__Texte cité__:
Les menaces intérieures en Russie
L'islam wahhabo-salafiste
L'islam fait partie du paysage religieux russe depuis
le Moyen Âge. Cette religion s'implante sur le territoire de l'actuelle Russie
au VIIe siècle au moment de l'expansion du Califat. C'est d'abord le Caucase
Nord puis la Volga, par l'intermédiaire des Tatars et des Kazhars, qui voient
s'implanter la nouvelle religion. Le conflit entre christianisme orthodoxe et
islam connaît une explosion paroxystique au moment de l'affrontement entre
l'Empire russe et l'Empire ottoman. Accusés d'avoir collaboré avec l'Allemagne
nazie durant la Deuxième Guerre mondiale,
nombre de musulmans sont persécutés sous Staline. La plupart des musulmans,
majoritairement sunnites-hanafites, cohabitent cependant généralement sans
heurts avec les autres communautés religieuses du pays. La réussite du
"modèle de Kazan" au Tatarstan permis, notamment, par les réformes de
Catherine II ayant mené à la création d'un islam "libéral", est la
preuve de la réussite du modèle pluriethnique et plurireligieux russe. Malgré
cette entente cordiale entre différents groupes religieux, des musulmans
refusant le pouvoir central russe ont toujours existé. Depuis l'implantation de
l'idéologie wahhabo-salafiste après la dislocation de l'URSS cet affrontement a
pris une nouvelle tournure. Des réseaux relevant de l'islam radical, liés à
l'Arabie saoudite, au Qatar et à la Turquie ont été déployés en Russie durant
plusieurs décennies, tout autant dans le Caucase du Nord (Ciscaucasie) que dans
d'autres régions de Russie. A mesure qu'augmentent les flux migratoires des
populations musulmanes vers les grandes villes russes, les réseaux islamistes
se développent et finissent par quadriller une large part du territoire russe.

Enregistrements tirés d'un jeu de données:
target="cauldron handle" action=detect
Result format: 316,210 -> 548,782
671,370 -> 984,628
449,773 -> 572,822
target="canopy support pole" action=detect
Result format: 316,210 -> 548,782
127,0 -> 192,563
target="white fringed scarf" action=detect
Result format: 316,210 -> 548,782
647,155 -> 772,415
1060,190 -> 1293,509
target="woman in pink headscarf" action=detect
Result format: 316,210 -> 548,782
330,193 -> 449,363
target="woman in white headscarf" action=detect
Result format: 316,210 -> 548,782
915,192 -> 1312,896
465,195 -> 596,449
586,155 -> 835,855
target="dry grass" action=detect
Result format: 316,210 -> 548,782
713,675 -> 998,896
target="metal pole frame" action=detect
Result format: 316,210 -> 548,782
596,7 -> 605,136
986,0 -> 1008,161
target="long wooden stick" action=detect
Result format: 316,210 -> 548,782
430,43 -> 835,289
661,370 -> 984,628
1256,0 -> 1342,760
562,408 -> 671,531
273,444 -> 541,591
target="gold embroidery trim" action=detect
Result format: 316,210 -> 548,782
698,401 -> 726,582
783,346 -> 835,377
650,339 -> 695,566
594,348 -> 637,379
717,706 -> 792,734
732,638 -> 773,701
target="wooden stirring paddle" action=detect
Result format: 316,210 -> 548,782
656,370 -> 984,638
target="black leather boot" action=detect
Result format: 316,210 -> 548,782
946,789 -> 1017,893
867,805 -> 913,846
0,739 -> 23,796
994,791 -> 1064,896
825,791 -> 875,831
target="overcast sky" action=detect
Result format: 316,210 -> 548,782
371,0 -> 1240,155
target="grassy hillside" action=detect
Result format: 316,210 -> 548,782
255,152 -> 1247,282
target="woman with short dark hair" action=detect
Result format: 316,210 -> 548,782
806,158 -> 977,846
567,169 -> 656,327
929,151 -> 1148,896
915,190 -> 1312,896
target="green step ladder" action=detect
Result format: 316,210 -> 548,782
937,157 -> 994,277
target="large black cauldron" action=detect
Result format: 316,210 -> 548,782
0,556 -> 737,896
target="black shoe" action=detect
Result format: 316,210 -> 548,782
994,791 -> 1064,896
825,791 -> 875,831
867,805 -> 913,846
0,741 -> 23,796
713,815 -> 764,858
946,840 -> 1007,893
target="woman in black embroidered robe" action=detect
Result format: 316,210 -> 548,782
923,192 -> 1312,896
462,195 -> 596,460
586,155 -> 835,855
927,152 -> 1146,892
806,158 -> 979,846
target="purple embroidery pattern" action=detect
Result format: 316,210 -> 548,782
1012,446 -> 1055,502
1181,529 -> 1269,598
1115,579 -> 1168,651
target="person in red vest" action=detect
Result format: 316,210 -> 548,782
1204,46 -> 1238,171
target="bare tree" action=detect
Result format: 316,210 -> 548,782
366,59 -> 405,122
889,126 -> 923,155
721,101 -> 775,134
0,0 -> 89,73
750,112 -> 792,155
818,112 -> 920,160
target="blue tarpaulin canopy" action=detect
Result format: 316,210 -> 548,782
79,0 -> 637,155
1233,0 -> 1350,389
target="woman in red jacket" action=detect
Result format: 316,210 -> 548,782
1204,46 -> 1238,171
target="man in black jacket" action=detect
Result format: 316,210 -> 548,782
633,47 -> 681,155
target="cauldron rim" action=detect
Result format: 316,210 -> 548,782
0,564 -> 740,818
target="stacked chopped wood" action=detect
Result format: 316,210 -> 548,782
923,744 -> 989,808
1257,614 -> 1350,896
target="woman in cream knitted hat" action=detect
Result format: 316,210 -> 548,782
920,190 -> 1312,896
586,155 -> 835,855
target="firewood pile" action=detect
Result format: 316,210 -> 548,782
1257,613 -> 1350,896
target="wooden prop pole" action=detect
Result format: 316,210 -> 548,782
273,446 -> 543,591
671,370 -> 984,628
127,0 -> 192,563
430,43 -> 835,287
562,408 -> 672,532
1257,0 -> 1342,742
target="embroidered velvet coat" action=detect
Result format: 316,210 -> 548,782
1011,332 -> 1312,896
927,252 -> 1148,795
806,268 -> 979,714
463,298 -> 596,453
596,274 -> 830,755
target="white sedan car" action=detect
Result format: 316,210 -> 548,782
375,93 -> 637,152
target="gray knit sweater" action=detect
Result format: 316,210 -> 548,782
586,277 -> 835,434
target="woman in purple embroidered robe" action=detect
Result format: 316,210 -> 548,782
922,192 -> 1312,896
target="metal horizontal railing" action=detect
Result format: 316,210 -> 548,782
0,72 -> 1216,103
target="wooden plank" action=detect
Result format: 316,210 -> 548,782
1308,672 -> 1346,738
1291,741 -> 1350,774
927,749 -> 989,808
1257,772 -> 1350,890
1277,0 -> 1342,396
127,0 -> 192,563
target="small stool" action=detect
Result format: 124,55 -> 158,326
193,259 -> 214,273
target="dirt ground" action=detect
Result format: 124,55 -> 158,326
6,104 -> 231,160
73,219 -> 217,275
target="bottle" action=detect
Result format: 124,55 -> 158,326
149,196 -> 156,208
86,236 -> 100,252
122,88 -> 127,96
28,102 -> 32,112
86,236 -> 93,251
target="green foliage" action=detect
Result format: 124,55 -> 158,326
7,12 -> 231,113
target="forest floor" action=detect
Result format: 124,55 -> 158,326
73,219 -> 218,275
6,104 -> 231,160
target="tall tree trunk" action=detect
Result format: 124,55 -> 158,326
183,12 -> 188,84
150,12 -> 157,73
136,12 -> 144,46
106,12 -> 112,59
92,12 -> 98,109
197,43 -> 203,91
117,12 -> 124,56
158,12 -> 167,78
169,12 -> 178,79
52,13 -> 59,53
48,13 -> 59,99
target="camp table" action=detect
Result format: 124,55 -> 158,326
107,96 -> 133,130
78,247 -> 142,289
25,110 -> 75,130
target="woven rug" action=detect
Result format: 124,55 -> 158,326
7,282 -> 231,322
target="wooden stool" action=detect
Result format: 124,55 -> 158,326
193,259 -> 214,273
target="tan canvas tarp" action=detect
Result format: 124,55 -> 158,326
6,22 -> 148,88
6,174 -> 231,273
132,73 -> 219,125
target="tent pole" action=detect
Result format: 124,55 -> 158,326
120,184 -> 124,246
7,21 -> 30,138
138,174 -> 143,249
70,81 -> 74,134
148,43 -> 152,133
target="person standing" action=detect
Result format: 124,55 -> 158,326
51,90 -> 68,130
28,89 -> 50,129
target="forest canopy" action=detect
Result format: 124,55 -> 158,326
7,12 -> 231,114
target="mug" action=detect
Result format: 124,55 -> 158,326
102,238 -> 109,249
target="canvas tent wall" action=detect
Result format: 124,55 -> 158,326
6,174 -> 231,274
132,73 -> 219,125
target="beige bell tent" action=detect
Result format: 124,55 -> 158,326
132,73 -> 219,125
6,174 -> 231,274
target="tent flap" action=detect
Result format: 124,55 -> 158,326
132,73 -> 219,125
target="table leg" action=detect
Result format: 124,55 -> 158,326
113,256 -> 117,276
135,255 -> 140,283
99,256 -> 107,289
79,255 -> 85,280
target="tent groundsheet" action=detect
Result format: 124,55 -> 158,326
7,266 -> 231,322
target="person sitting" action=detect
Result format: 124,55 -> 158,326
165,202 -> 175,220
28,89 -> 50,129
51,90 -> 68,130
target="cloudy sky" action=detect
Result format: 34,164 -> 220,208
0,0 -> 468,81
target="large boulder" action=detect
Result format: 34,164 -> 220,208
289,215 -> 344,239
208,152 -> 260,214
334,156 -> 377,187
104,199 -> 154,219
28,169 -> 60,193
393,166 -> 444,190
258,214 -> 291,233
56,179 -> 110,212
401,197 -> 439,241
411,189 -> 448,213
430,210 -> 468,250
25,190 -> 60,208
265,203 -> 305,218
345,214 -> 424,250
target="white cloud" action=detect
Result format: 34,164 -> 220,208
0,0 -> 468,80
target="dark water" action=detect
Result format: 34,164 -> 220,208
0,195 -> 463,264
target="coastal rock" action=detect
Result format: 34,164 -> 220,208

__Consigne donnée 1__:
Pourquoi, selon le texte sur l'islam en Russie, nombre de musulmans sont-ils persécutés sous Staline ? Expliquez-le en une à trois phrases.
__Consigne donnée 2__:
Les affirmations suivantes sont-elles conformes au texte sur l'islam en Russie ? Répondez par oui ou par non et citez les mots du texte qui permettent de trancher.
(a) L'islam s'implante d'abord dans la Volga, puis dans le Caucase Nord.
(b) La plupart des musulmans de Russie sont majoritairement sunnites-hanafites.
(c) L'idéologie wahhabo-salafiste s'implante en Russie avant la dislocation de l'URSS.
__Consigne donnée 3__:
Reprenez le texte sur l'islam en Russie à la suite de sa dernière phrase.
Ces données n'ont aucun lien avec le texte cité.

__Réponse attendue 1__:
Selon le texte, nombre de musulmans sont persécutés sous Staline parce qu'ils sont accusés d'avoir collaboré avec l'Allemagne nazie durant la Deuxième Guerre mondiale.

__Réponse attendue 2__:
(a) Non : « C'est d'abord le Caucase Nord puis la Volga ».
(b) Oui : « La plupart des musulmans, majoritairement sunnites-hanafites ».
(c) Non : « Depuis l'implantation de l'idéologie wahhabo-salafiste après la dislocation de l'URSS ».

__Réponse attendue 3__:
Cette assertion ne devrait choquer personne, puisque ce sont bien chez les
immigrés et/ou les naturalisés russes, en provenance du monde musulman - qui ne
se réduit pas au monde arabe - que se recrutent principalement les nouveaux
jihadistes. L'islam radical sunnite est devenu très populaire au sein des
populations qui ne se retrouvent pas dans la vision géopolitique (interne et
externe) du pouvoir central et de ses représentants dans les différentes
régions du pays. Peu à peu se sont donc créés, dans toute la Russie, des
réseaux terroristes bien structurés liés à l'Etat islamique et ce bien avant la
création de l'EIIL. Car en effet, cet affrontement entre le pouvoir central et
les islamistes sunnites salafistes donne lieu aux terribles combats de la
première et la seconde guerre de Tchétchénie, qui se déroulent respectivement
de 1994 à 1996 et de 1999 à l'année 2000. Des jihadistes combattent à la fois
le pouvoir central mais aussi les musulmans sunnites-soufis du Caucase Nord ou
Ciscaucasie (les musulmans du sud du Caucase ou Transcaucasie sont
majoritairement chiites comme en Azerbaïdjan, pays limitrophe de l'Iran, ou en
Géorgie où la minorité musulmane est principalement chiite). C'est donc une
lutte entre islam wahhabite-salafiste d'importation voulant imposer la Charia
dans le Caucase sous influence russe et un islam dit traditionnel, le soufisme
rempart à la barbarie, qui fait rage dans cette région.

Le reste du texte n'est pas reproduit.